WHAT IS NEEDED:
Retype the opening lines of the listing below, ending with the line that contains "like x=101, y=43.", and leave out any pictures.

THE DATA:
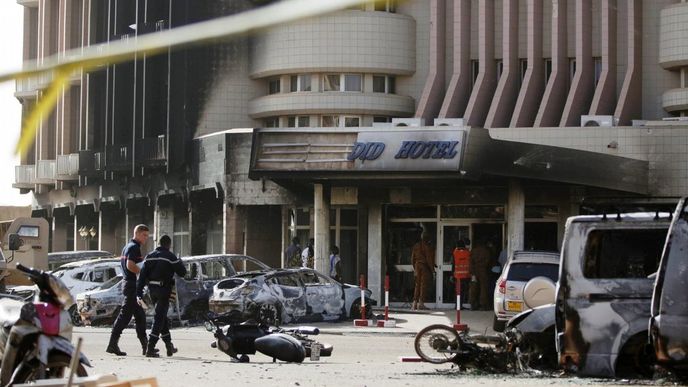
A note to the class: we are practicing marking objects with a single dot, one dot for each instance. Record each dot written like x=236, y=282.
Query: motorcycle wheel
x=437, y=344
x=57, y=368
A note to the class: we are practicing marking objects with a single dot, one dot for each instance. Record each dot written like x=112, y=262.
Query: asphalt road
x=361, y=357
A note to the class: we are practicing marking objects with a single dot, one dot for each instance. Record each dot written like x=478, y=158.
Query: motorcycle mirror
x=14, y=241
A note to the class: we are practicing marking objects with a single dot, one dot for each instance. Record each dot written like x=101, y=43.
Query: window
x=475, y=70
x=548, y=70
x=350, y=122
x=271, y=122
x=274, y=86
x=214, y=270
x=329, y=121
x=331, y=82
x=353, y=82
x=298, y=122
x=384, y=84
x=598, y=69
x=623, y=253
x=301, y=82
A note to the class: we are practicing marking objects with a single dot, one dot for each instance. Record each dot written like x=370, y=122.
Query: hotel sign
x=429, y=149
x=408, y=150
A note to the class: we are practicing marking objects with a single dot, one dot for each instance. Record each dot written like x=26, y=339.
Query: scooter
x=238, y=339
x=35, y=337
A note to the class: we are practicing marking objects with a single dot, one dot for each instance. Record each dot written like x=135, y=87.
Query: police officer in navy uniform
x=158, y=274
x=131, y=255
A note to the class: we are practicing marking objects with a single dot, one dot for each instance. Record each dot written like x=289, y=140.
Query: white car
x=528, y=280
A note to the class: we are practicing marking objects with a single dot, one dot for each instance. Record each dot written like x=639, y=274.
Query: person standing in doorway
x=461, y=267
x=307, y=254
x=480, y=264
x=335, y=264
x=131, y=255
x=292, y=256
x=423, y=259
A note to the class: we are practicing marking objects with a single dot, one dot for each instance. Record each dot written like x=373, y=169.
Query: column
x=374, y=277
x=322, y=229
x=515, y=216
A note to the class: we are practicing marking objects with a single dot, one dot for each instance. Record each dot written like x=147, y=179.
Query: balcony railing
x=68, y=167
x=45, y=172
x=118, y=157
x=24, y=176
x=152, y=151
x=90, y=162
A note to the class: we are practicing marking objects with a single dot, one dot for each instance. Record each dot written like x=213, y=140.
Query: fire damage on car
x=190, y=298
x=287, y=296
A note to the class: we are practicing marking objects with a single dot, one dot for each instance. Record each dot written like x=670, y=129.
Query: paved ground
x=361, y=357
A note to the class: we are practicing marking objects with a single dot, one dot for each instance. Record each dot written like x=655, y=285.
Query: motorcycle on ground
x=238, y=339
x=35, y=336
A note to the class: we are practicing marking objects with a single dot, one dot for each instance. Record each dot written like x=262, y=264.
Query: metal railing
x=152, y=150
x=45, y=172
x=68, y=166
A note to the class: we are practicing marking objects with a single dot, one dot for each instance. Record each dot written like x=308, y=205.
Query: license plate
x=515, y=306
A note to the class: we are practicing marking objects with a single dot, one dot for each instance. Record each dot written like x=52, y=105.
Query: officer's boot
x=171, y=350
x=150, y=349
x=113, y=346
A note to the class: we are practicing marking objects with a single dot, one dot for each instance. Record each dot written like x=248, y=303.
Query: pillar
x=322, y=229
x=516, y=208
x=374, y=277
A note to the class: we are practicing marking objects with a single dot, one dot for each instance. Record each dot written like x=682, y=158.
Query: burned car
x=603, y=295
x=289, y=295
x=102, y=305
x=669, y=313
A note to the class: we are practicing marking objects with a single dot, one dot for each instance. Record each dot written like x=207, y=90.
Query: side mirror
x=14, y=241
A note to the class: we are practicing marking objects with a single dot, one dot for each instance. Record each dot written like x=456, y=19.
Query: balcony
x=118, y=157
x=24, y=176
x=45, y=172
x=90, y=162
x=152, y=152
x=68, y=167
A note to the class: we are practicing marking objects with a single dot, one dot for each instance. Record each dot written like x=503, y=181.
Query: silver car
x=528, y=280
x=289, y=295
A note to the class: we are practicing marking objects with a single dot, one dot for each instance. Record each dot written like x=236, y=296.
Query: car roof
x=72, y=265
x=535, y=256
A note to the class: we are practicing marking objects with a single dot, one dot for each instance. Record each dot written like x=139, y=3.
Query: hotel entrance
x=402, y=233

ANSWER TO THIS PROBLEM:
A note to the class: we are practicing marking objects with a single dot, one dot for each instance. Record each dot written like x=236, y=282.
Query: motorcycle wheel
x=437, y=344
x=57, y=368
A note to the class: we are practicing marking objects with a single dot, one dot for each instance. Record each dot written like x=112, y=262.
Query: asphalt road
x=361, y=357
A note to the class: we are practicing marking objects with a single dot, one dot for each instance. Record each dot written like x=478, y=158.
Query: motorcycle mirror
x=14, y=241
A note to the class: we are practicing marking objects with a single dot, one dot for each instance. Record each dot written like x=101, y=43.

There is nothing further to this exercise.